● What to work on
Output all the data exactly.

● Records for the task

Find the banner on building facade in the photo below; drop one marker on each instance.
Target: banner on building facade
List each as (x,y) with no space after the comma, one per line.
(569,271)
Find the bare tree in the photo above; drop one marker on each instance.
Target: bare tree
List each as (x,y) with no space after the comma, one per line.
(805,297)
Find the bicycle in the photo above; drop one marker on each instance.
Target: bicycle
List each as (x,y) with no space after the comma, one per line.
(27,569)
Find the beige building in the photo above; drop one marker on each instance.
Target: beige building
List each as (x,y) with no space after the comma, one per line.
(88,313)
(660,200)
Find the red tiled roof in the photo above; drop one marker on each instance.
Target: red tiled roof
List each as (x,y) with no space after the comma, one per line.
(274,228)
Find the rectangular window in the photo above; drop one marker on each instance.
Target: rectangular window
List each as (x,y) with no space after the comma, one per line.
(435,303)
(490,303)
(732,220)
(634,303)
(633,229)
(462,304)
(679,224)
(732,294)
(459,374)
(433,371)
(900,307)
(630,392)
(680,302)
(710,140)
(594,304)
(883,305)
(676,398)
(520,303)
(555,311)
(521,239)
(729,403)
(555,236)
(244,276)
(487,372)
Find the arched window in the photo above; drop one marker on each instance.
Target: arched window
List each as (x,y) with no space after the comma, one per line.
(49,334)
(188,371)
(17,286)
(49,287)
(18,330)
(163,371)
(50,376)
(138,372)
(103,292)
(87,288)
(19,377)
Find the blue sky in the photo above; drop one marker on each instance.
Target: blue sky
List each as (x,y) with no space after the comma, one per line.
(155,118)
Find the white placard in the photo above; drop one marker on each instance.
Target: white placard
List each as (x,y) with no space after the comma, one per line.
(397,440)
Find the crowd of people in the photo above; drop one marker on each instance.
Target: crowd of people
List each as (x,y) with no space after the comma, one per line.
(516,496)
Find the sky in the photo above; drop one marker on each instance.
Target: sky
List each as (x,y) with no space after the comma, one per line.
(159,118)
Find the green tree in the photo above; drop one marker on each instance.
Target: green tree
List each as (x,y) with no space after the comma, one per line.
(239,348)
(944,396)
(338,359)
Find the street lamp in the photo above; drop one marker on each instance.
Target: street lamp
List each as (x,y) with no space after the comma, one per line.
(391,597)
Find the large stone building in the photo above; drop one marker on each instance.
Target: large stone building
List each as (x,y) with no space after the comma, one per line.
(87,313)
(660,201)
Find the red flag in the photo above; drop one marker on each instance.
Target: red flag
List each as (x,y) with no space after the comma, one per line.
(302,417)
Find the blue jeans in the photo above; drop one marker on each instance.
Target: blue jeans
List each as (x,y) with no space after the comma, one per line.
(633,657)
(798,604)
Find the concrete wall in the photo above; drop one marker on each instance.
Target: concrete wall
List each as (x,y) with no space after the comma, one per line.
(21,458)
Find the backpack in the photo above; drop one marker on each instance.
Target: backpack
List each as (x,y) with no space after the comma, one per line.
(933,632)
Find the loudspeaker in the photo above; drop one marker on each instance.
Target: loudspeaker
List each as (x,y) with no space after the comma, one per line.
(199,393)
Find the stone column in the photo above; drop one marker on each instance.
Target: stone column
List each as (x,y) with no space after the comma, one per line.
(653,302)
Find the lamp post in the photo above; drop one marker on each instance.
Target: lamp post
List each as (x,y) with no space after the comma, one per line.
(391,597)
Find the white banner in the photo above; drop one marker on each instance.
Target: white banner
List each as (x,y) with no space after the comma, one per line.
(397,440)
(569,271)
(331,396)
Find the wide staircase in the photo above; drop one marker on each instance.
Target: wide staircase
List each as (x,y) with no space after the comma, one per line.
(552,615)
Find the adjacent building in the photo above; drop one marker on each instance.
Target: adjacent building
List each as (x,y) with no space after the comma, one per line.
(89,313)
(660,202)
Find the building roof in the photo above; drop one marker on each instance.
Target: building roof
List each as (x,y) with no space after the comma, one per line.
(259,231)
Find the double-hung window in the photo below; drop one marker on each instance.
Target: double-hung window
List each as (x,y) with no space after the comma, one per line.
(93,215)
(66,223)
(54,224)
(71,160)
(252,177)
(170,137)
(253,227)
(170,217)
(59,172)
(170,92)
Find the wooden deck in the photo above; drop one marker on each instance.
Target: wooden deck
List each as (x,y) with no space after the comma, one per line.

● Your solution
Find the banner on building facade in the photo below; drop one marker on each instance.
Target: banner on building facade
List each as (x,y) with no space after the comma, one per line.
(569,271)
Find the bare tree in the photo above; drop one marker on each instance.
Target: bare tree
List each as (x,y) with no space after the comma, one per line.
(805,297)
Find the bicycle in the photo above; drop one marker on each instance.
Target: bicycle
List each as (x,y) with no space after the comma, one per line.
(27,569)
Find the beige building in the photo above; drop one marker on each instance.
Target: beige building
List each as (x,y) with no space after the comma, one per line.
(88,313)
(660,200)
Find the red tiled roof in the photo above; drop one marker on each instance.
Target: red tiled roof
List each as (x,y) with no space after the comma, one per line.
(274,228)
Find the rectangular window in the photo above; drop one marker on each instance.
Target: rectangular window
List each as (x,y) with no space after the comma, one per line.
(435,303)
(490,303)
(732,220)
(634,303)
(633,229)
(462,304)
(679,224)
(732,294)
(459,374)
(433,371)
(900,307)
(630,392)
(680,302)
(710,140)
(594,304)
(883,305)
(676,398)
(520,303)
(555,311)
(521,239)
(729,403)
(555,236)
(244,276)
(487,372)
Find the arched window in the photo above; drop one marker on each instance.
Target: arched window
List each as (x,y) with no space after the comma, one per line.
(49,334)
(188,371)
(17,286)
(49,287)
(18,330)
(163,371)
(50,376)
(138,372)
(103,292)
(87,288)
(19,377)
Find the blue sky in the photo above; drop one marker on each instance.
Target: blue sky
List each as (x,y) with no space after the comma, one per line.
(155,118)
Find the white placard in the photo above; drop one marker on each instance.
Target: white placard
List each as (x,y) with no space after the comma, one per line.
(397,440)
Find the crowd of people in the photo above; drop one marker on each instance.
Target: crowd of people
List each as (x,y) with no space after the comma, one per line.
(516,496)
Find the sky in the photo above; drop one marker on each instance.
Target: sky
List each as (x,y) with no space after the comma, one per line.
(159,118)
Find the green tree in the photo above; drop one marker on each instance.
Target: green tree
List each as (x,y) with no space after the comma, one per line.
(239,348)
(944,396)
(338,359)
Find the street lamp in the photo above; drop one marker on each instance.
Target: street lamp
List each as (x,y) with no space after the comma, one per line.
(391,597)
Find the large stone building in the photo above; drop one marker on each instance.
Target: large stone building
List each as (x,y) with no space after the comma, one per line.
(87,313)
(660,201)
Find the red flag in the photo above; drop one marker on each instance.
Target: red flag
List each as (x,y) with no space after the comma, one per line.
(302,417)
Find the blue jeans in the photo above; drop one marker on each instance.
Target: blue jeans
List each as (x,y) with no space after the comma, one per line.
(633,657)
(798,604)
Find the concrete wall in the photo above; drop one marker on each instance.
Target: concrete wall
List each as (x,y) with no space after the comma, one per line.
(21,458)
Find the backpack in the photo above; drop one marker on each instance.
Target: backpack
List each as (x,y) with no space after the comma, one per line.
(933,632)
Find the loudspeaker in the photo above; drop one marker on each instance.
Target: loudspeaker
List each as (x,y) with no space after the comma, one per line.
(199,393)
Find the stone column in the photo above; drop one marker on each instance.
Target: stone column
List each as (x,y) with no space after the comma, one per line.
(653,302)
Find the lamp post in the photo above; drop one marker on each instance.
Target: lamp post
List each as (x,y) with no space after the comma, one per line.
(391,597)
Find the white banner in the photo above; drop one marker on each instance.
Target: white banner
List each as (x,y) with no space after the comma, one per line.
(397,440)
(569,271)
(331,396)
Find the wide staircase in the photo above; drop one marker on each instance.
Target: wide staircase
List each as (x,y) with no space after the comma, one per line.
(552,615)
Find the adjacent building in the photo above; drop one marker on each instance.
Target: adjacent building
List each as (x,y) with no space after the comma, one per line.
(89,313)
(660,202)
Find the building roof in the photo above; drop one marker on each instance.
Target: building roof
List each as (x,y) with no space after the comma, one per line.
(259,231)
Find the double-hung window in the photo below; drop one marker on each instance.
Target: double-hung window
List each as (x,y) with no space after the comma, one per line.
(93,215)
(66,223)
(54,224)
(71,160)
(252,177)
(170,137)
(253,227)
(170,217)
(59,172)
(170,92)
Find the wooden deck in the photo above; drop one marker on each instance.
Target: wooden deck
List each as (x,y) with no space after the comma, one per line.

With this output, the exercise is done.